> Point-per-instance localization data
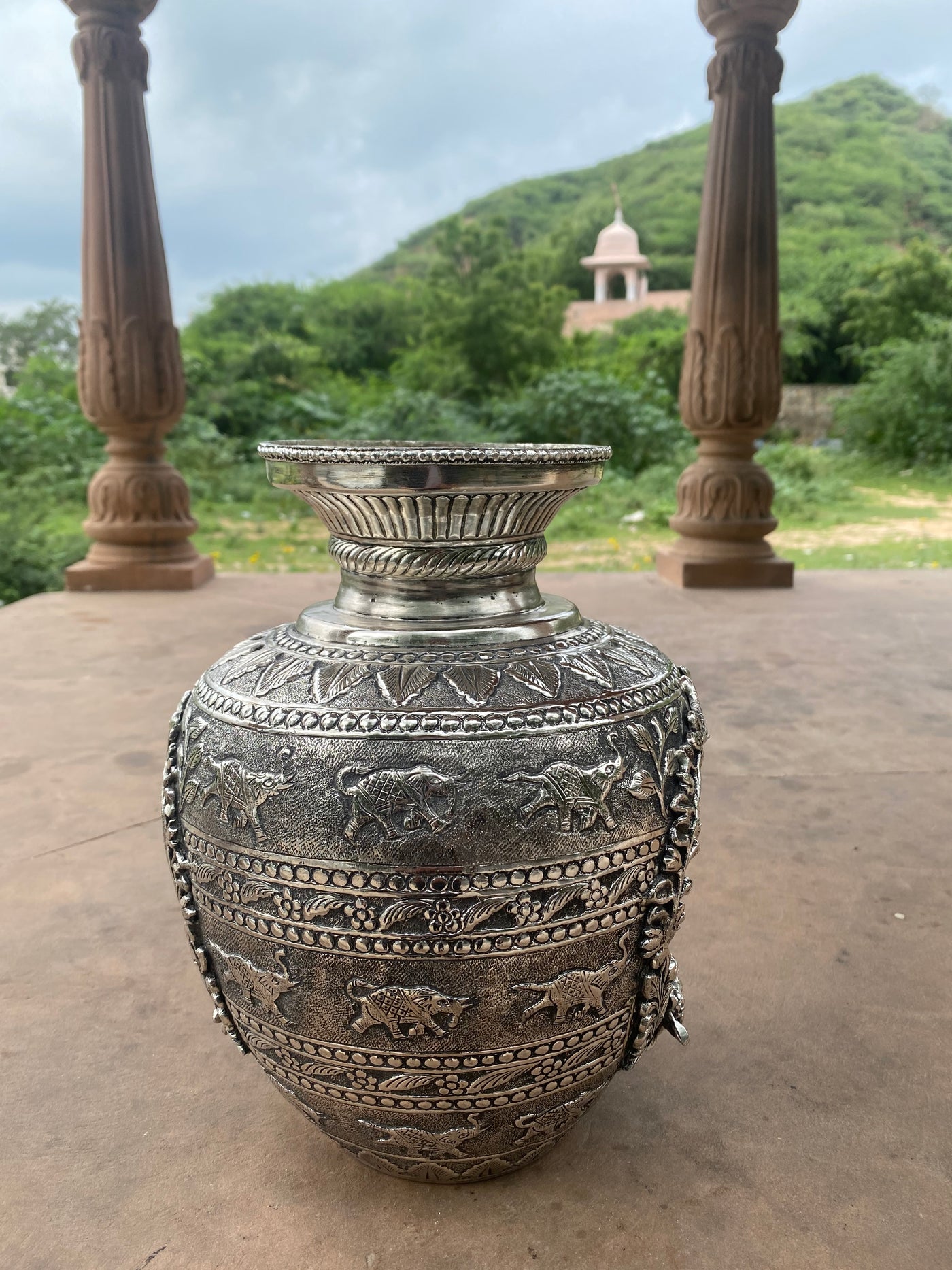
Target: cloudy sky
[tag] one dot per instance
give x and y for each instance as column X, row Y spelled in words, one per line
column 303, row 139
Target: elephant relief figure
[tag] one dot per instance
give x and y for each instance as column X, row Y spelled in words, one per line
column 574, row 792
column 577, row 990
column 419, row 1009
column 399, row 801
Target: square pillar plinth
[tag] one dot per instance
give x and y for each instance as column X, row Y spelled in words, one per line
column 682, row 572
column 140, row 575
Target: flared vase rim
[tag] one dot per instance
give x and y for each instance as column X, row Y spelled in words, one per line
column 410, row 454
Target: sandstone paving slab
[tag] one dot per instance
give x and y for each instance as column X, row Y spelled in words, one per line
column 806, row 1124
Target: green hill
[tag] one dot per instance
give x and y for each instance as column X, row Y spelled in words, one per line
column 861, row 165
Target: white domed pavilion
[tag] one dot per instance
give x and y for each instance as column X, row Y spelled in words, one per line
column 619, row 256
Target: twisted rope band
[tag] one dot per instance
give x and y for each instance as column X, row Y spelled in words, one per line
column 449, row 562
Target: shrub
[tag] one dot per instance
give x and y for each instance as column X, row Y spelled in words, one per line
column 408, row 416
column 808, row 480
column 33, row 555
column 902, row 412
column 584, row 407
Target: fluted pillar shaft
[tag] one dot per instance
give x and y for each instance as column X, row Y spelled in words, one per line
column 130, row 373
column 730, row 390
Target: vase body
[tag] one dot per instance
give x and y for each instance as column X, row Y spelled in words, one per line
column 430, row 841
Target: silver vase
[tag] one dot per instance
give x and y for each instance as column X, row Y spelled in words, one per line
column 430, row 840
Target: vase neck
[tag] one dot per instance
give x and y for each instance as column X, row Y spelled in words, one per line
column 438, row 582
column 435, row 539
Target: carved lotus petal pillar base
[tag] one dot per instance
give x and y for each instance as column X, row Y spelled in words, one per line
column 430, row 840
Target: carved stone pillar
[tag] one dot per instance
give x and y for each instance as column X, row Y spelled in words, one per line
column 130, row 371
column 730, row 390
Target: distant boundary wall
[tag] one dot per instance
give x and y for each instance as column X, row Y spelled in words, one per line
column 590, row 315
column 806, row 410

> What to produce
I need each line of the entries that holds the string "carved" located and copied.

> Exercise result
Target: carved lotus petal pillar base
Target: carved stone pillar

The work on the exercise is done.